#### YOUR TASK:
Report all lines of the data below that hold the word "photo".

(DATA)

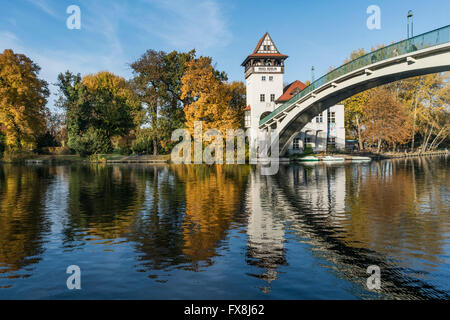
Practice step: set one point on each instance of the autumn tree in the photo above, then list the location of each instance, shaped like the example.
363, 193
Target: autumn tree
354, 115
23, 97
386, 119
238, 100
210, 97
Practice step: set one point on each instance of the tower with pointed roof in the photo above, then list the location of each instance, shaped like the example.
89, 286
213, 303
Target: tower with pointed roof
264, 69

(End DATA)

#### OUTPUT:
Practice step: set one point on each instance of the autumn tree in the photo above, then list the location of each instance, shaped like the example.
Practice step: set one point on each instance of the tower with pointed roof in the photo above, then list the location of each instance, shaped like the example.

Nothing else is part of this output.